* **Task statement**: Each of the lines below must be written out exactly as shown.

* **Information given**:
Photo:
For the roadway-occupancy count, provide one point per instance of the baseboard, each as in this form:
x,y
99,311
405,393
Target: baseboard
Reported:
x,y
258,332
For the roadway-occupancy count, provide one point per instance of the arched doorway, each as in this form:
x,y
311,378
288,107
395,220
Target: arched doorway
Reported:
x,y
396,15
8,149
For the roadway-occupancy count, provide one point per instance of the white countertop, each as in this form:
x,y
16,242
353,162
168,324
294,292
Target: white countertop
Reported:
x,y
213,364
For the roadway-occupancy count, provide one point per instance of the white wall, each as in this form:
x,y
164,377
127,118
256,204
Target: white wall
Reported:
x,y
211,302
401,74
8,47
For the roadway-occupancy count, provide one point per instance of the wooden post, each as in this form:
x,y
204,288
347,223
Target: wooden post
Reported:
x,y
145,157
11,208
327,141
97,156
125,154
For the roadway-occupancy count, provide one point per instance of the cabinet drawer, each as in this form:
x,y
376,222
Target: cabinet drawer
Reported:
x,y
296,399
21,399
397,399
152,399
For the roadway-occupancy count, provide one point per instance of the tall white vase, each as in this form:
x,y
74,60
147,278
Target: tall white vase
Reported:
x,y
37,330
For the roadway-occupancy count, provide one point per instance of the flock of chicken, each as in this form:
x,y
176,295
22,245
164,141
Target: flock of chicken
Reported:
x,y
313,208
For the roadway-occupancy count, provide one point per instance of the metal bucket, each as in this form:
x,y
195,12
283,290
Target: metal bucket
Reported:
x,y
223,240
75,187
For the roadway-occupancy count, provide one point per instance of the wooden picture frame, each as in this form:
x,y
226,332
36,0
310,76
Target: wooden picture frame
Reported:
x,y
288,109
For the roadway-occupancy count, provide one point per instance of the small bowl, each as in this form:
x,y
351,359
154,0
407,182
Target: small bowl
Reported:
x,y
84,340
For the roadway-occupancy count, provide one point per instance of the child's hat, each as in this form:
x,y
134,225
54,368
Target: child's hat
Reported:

* **Task result**:
Photo:
For the roadway-occupancy count, provide one point per instance of the baseboard, each as in this form:
x,y
99,311
405,393
Target: baseboard
Reported:
x,y
258,332
For the roadway-occupancy count, provide one point per instance of the arched doorway, each as in this form:
x,y
311,378
288,107
395,220
Target: arched doorway
Reported:
x,y
396,15
8,149
For the roadway-occupancy count, provide one point per instance of the white countertop, each as in this form:
x,y
16,242
353,162
168,324
294,292
Target: white countertop
Reported:
x,y
213,364
For the roadway-occupancy count, provide one point per instance of the white wall, each as in this form:
x,y
164,377
127,118
256,204
Target: white wall
Reported:
x,y
211,302
401,74
8,47
For the roadway-occupancy count, provide one point per instance of the wooden post, each as in this form:
x,y
204,288
347,223
Target: wooden post
Reported:
x,y
145,157
11,208
327,141
97,156
125,154
For the roadway-occupancy count, provide one point per instance of the cabinet drawer, each as in this form:
x,y
376,222
Target: cabinet drawer
Reported:
x,y
296,399
21,399
397,399
152,399
For the roadway-occupancy count, provide one point per instance of the tall white vase, each as in this form:
x,y
74,60
147,278
Target: tall white vase
Reported:
x,y
37,330
For the roadway-occupancy count, provide one point per instance of the flock of chicken, each as in this form:
x,y
176,295
22,245
164,141
Target: flock of chicken
Reported:
x,y
313,208
For the roadway-occupancy count, provide one point per instance of the metal bucket, each as in this form:
x,y
195,12
283,290
Target: metal bucket
Reported:
x,y
223,240
75,187
For the roadway-occupancy count, provide one point per instance of the wooden picture frame, each as in this form:
x,y
226,332
36,0
310,76
Target: wooden picture frame
Reported:
x,y
288,109
For the roadway-occupancy count, provide one point per instance of the small bowl, each as in this form:
x,y
351,359
154,0
407,182
Target: small bowl
Reported:
x,y
84,340
For the roadway-occupancy count, provide one point per instance of the child's hat, each as in this form:
x,y
134,225
54,368
Target: child's hat
Reported:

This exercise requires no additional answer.